#### ASSIGNMENT:
Lines below that include the word "tight" should each be copied.

#### RAW DATA:
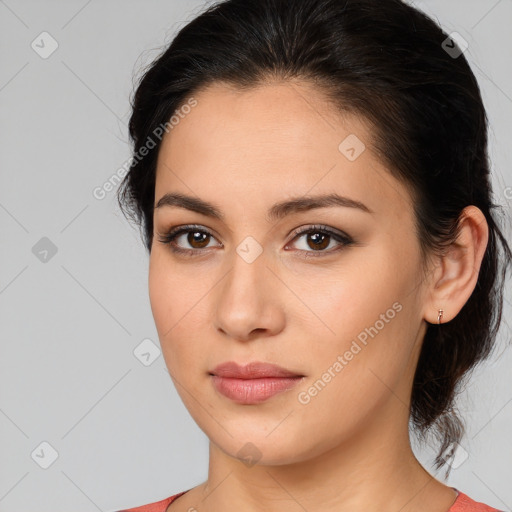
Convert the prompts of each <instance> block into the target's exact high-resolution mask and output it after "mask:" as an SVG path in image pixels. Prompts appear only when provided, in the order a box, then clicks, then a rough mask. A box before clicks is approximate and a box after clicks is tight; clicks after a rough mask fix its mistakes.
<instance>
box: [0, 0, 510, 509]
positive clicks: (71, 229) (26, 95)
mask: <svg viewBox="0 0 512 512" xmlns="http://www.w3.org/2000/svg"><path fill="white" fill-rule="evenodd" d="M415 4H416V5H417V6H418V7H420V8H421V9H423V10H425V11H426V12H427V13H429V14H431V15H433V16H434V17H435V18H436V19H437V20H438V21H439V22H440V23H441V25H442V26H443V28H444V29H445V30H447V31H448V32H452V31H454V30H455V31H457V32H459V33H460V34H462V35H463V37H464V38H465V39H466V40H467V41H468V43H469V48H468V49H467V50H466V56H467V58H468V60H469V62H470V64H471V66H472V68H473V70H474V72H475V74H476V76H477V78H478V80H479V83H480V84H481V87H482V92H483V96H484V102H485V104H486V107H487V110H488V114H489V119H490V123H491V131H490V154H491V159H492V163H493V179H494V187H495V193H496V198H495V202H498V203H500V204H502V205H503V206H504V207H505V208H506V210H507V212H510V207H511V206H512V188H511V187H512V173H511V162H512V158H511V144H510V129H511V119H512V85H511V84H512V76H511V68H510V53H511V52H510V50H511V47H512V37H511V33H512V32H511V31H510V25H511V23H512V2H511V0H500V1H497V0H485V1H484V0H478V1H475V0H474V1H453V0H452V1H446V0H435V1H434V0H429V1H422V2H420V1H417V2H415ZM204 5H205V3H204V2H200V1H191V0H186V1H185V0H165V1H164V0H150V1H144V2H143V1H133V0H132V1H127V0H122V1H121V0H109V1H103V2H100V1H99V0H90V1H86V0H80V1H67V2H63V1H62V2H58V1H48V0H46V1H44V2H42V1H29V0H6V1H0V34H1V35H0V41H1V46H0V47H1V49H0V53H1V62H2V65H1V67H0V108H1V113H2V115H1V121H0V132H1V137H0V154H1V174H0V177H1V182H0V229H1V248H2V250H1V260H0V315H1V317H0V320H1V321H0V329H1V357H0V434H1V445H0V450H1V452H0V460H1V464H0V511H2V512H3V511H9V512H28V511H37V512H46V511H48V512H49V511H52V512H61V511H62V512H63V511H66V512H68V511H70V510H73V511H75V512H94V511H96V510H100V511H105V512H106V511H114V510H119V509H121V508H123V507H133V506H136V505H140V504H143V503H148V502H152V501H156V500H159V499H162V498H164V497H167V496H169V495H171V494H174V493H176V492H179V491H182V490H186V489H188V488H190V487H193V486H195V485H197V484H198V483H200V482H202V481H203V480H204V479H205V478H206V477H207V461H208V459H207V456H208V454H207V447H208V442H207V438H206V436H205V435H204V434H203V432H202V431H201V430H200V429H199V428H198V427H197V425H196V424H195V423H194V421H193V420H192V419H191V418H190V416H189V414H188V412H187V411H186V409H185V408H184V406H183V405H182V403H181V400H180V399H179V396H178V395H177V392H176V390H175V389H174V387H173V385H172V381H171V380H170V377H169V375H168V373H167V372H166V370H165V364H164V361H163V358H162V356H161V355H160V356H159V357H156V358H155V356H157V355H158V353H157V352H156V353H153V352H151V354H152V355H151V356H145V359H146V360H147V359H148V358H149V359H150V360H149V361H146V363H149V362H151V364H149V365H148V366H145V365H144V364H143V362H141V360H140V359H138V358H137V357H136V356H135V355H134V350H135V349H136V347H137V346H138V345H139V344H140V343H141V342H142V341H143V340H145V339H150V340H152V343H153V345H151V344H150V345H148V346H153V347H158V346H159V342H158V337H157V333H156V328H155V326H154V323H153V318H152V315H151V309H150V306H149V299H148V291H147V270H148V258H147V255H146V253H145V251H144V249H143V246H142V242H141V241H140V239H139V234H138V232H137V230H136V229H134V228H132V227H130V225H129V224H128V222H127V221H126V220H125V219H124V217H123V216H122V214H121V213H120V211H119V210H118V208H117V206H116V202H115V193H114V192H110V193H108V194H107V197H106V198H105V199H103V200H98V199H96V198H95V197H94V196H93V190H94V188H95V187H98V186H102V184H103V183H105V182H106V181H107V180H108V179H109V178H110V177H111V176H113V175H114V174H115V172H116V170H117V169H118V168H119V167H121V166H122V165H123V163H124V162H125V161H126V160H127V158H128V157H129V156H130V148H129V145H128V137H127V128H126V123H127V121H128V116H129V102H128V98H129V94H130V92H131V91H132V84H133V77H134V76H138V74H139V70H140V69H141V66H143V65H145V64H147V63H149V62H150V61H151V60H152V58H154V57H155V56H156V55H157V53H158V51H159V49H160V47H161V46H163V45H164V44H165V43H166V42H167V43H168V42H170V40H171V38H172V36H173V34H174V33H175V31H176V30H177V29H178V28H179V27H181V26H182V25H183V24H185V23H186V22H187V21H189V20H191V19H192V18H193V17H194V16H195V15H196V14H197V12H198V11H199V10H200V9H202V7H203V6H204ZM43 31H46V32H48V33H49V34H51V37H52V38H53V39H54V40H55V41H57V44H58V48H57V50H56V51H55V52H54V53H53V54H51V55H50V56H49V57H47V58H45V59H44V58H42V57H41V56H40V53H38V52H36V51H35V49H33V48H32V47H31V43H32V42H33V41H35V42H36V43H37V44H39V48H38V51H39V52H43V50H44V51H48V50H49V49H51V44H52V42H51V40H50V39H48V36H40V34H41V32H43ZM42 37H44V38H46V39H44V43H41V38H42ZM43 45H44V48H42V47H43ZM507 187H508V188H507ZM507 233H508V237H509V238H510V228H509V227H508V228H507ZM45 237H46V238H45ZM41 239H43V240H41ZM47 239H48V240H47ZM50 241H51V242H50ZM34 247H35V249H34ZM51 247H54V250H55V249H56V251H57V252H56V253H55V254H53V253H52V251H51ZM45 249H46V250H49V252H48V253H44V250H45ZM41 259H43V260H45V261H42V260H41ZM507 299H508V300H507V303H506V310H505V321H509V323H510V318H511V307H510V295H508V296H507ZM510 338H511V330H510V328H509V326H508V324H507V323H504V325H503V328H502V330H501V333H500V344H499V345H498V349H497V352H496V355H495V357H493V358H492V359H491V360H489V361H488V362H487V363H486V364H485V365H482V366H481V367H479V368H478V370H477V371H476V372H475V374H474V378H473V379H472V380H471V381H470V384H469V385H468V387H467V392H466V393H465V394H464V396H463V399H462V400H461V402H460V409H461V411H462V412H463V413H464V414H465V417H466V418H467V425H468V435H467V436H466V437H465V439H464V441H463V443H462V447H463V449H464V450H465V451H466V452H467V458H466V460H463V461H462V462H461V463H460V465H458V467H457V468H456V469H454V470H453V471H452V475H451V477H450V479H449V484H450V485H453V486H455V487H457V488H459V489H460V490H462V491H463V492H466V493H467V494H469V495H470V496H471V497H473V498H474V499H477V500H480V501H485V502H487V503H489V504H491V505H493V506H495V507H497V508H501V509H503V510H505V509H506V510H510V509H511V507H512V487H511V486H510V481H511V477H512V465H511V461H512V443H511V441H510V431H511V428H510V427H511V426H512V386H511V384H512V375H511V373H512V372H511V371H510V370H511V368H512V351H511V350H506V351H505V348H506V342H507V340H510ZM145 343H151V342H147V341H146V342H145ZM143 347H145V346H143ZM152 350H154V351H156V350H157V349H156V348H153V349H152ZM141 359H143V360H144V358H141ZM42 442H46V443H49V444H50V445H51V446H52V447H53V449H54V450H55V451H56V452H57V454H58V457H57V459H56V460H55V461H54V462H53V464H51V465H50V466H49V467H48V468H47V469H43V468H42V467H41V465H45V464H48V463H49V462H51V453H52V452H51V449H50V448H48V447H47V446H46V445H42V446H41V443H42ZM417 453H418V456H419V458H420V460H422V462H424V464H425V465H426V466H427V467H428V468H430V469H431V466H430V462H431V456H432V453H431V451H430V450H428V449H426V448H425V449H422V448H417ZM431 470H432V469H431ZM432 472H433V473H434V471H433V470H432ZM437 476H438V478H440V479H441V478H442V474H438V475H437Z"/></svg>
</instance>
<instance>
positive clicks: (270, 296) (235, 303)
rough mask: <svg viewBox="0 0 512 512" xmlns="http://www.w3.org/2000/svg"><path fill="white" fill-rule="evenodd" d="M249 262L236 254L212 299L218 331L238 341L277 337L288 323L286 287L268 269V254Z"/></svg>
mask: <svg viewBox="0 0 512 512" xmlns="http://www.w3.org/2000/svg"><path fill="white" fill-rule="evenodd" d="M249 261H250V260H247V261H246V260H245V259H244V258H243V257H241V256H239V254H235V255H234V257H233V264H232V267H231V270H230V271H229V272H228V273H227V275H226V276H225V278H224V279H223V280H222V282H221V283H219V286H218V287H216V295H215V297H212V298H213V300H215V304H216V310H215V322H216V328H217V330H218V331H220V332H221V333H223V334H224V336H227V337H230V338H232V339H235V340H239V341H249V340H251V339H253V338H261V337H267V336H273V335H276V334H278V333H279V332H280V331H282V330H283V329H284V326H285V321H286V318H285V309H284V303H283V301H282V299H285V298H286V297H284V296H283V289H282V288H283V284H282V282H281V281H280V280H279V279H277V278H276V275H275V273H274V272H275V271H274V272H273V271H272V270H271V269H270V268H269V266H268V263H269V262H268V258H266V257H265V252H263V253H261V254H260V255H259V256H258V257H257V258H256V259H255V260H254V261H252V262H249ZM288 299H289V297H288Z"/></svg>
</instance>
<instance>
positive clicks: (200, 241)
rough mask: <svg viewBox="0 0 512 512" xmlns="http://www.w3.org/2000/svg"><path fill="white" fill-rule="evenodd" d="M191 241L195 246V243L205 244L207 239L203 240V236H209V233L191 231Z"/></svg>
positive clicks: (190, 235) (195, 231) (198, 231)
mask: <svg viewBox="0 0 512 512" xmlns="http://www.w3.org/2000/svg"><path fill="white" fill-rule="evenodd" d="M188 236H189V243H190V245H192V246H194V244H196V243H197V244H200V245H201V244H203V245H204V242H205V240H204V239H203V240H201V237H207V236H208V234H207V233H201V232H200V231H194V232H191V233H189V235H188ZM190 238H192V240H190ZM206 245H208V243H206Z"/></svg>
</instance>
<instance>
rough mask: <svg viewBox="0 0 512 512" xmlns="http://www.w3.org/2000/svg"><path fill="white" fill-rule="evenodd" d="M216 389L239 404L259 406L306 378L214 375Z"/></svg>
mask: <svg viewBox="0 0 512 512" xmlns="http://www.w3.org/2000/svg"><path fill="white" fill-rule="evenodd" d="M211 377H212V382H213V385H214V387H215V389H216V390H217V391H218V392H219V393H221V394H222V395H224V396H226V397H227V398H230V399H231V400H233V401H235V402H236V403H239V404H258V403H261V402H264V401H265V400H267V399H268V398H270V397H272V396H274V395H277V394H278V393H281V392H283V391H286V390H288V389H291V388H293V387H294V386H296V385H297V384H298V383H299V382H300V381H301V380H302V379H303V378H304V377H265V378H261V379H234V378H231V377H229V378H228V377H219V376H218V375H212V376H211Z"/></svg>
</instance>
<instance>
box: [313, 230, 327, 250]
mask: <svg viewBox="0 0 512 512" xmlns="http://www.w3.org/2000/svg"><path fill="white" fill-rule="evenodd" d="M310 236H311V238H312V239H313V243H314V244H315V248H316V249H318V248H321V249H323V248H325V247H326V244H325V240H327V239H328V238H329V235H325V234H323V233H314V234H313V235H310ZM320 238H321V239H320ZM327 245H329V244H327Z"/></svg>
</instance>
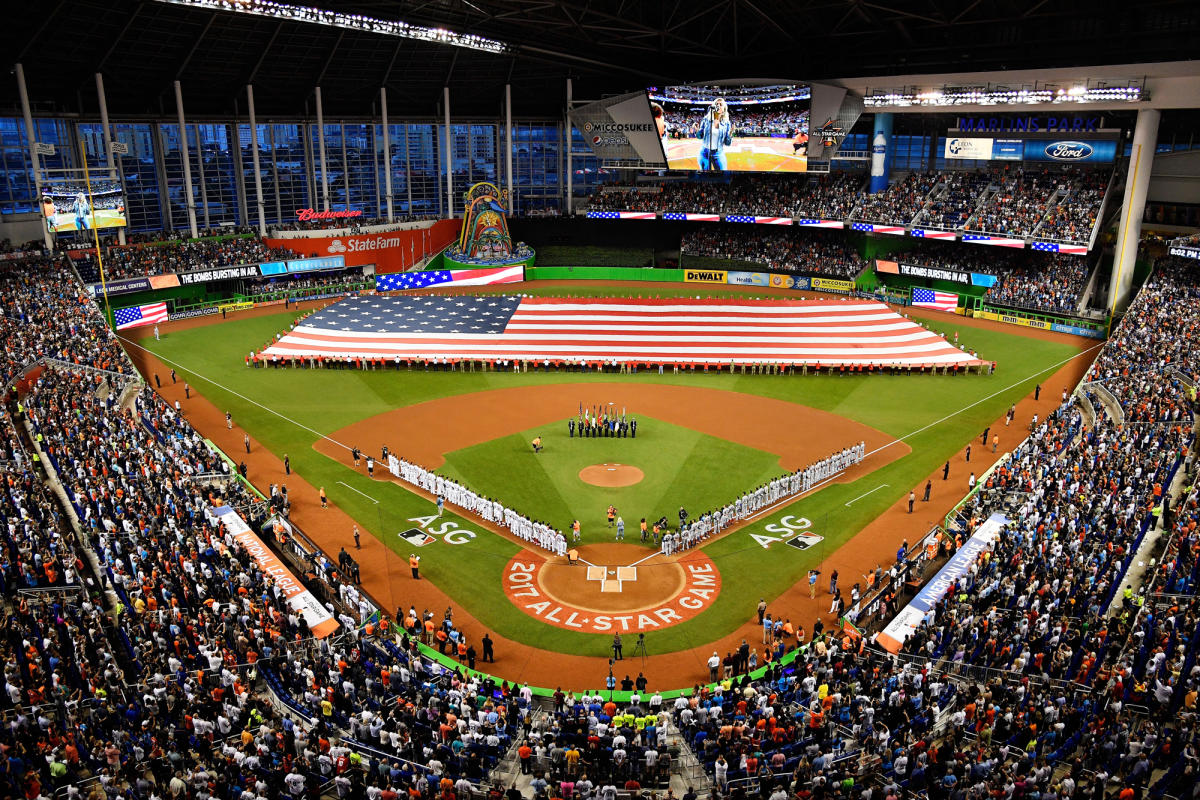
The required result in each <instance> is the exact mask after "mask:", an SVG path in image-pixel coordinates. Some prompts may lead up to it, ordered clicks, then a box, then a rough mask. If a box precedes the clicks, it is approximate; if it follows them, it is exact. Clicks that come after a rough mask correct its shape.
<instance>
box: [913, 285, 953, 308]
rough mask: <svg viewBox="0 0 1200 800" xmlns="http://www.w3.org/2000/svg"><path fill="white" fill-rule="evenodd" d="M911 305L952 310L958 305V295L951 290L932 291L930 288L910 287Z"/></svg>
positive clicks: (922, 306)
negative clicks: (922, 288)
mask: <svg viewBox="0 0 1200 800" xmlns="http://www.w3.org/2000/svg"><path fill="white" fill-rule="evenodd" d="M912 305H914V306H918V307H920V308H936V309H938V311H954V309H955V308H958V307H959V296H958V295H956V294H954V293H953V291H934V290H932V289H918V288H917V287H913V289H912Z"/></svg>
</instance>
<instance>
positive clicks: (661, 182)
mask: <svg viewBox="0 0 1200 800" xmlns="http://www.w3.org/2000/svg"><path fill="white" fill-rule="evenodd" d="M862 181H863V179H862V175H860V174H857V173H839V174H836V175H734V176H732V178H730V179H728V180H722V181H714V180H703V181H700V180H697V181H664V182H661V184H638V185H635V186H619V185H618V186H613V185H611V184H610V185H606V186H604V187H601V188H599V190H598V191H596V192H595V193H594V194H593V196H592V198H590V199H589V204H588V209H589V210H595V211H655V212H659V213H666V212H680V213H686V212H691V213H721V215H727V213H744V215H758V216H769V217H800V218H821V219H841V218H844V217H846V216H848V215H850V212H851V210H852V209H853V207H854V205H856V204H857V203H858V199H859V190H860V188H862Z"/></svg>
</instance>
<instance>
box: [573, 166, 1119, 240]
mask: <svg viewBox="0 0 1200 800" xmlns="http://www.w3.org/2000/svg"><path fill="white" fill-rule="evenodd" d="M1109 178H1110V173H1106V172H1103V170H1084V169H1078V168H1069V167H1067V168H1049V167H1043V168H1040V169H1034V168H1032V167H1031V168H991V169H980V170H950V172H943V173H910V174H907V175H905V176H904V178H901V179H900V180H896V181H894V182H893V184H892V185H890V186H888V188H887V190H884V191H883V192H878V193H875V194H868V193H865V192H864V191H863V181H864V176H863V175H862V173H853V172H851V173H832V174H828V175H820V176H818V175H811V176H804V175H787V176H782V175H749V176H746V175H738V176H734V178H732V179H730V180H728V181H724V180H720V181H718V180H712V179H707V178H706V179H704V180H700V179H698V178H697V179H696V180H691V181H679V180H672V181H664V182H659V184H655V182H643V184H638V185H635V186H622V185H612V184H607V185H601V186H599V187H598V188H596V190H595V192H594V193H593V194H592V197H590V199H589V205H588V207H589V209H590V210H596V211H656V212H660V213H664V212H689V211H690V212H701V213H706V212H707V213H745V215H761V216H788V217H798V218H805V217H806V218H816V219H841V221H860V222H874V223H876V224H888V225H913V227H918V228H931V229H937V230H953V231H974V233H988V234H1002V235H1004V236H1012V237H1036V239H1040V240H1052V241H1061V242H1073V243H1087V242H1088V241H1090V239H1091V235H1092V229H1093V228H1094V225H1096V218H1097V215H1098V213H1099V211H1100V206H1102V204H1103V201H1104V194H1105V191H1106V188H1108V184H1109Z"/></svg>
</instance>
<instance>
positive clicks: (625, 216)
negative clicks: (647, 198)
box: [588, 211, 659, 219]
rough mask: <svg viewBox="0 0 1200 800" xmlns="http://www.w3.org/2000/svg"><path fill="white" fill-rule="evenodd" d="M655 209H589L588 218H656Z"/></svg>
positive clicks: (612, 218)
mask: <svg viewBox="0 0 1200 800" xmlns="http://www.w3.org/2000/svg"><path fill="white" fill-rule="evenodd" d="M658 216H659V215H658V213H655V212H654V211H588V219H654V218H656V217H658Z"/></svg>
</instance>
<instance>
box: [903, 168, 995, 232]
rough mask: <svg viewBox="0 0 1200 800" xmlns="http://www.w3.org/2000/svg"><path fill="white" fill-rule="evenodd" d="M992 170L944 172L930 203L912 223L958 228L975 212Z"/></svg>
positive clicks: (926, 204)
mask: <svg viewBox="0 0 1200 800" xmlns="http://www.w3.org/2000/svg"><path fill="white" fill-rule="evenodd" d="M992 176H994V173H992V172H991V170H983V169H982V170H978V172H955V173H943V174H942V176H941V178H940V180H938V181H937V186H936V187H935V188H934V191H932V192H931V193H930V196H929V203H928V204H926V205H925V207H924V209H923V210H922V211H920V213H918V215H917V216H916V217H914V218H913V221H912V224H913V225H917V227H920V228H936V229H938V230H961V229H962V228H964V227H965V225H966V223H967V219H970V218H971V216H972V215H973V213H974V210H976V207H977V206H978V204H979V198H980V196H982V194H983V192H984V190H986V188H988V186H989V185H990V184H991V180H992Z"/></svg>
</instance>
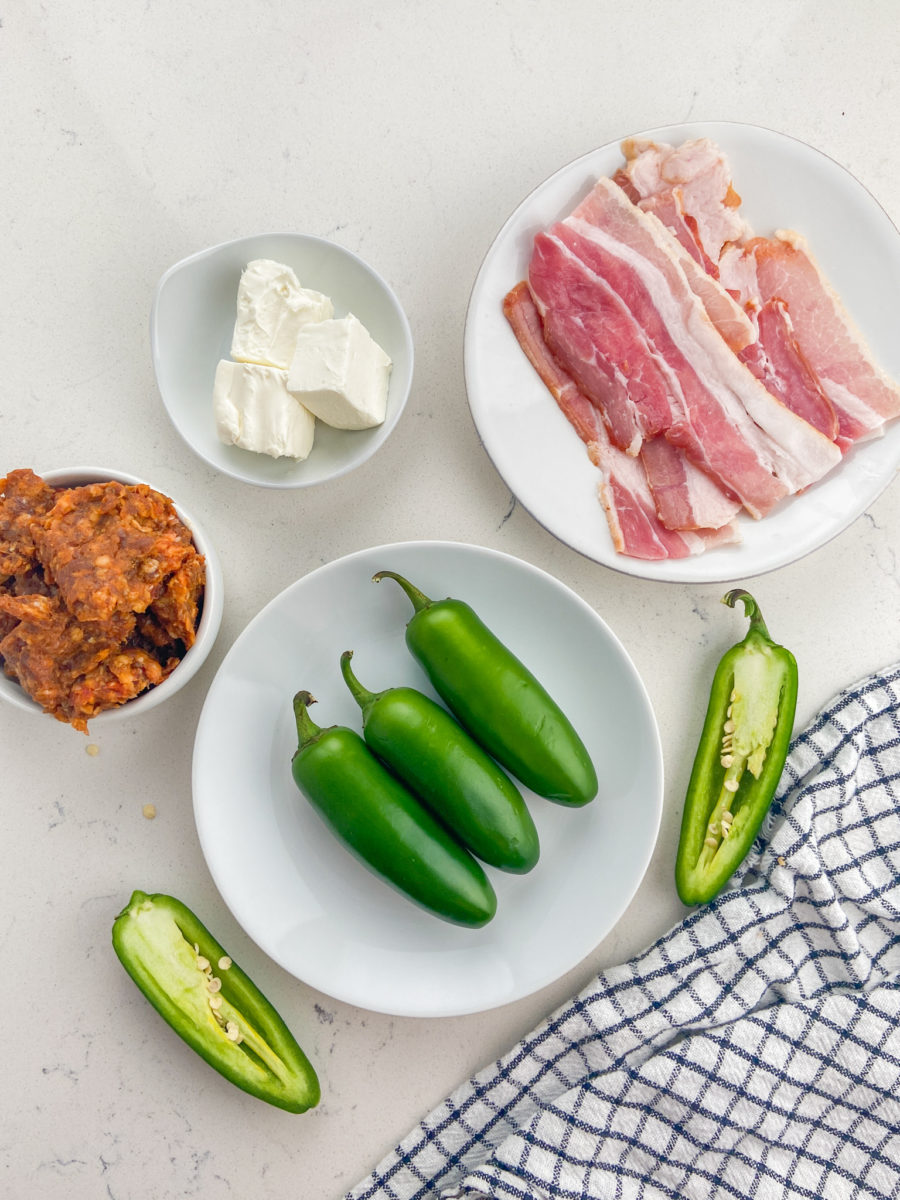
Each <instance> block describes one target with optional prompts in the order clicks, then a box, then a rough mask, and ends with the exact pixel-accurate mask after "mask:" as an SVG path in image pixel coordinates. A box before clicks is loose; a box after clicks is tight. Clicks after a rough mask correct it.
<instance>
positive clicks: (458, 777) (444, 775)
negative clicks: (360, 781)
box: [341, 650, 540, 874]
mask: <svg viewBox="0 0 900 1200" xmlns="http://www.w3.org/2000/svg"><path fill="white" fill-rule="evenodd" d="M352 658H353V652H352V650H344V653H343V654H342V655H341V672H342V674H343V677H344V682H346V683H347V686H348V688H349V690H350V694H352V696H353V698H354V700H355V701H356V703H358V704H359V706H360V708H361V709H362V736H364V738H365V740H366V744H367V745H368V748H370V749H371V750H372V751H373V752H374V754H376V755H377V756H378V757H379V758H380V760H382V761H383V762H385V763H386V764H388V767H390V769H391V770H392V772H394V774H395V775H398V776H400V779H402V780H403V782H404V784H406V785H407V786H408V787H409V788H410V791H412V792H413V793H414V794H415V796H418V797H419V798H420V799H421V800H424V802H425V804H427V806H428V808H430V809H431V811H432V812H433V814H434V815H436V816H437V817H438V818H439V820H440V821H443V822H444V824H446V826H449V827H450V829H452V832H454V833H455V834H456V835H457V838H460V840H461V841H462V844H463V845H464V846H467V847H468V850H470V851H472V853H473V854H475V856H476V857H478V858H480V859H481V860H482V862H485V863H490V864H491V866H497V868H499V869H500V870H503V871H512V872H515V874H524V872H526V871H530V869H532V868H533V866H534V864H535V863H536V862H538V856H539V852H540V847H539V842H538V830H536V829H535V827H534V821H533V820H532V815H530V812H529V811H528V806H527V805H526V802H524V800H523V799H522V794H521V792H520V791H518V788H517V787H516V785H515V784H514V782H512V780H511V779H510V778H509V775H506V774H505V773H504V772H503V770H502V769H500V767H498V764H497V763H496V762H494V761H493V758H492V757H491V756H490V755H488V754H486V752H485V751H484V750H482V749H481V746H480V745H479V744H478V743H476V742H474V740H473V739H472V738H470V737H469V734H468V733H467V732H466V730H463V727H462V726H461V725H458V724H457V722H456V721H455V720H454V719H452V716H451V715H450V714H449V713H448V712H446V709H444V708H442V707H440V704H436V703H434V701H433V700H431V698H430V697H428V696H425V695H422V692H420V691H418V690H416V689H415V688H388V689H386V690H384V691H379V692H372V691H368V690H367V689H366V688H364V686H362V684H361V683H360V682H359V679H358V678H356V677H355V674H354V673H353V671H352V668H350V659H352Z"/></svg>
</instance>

#### WRITTEN REPLY:
Convert the prompts of each <instance> block into the target's exact high-resolution mask and output it after "mask:" as an SVG path in image pixels. Prompts appear only when provided, in the order a box, then clicks, then a rough mask. A box before clicks is approximate and a box after clicks is tight; clicks after a rough mask fix its mistakes.
Each <instance> block describes one target with optional prompts in the order clicks, then a box, then a rough mask, and ends with the exact pixel-accurate mask after "mask:" as an SVG path in image pixel coordinates. A box before clicks is loose; a box after clicks is tight. Clicks after a rough mask correct it.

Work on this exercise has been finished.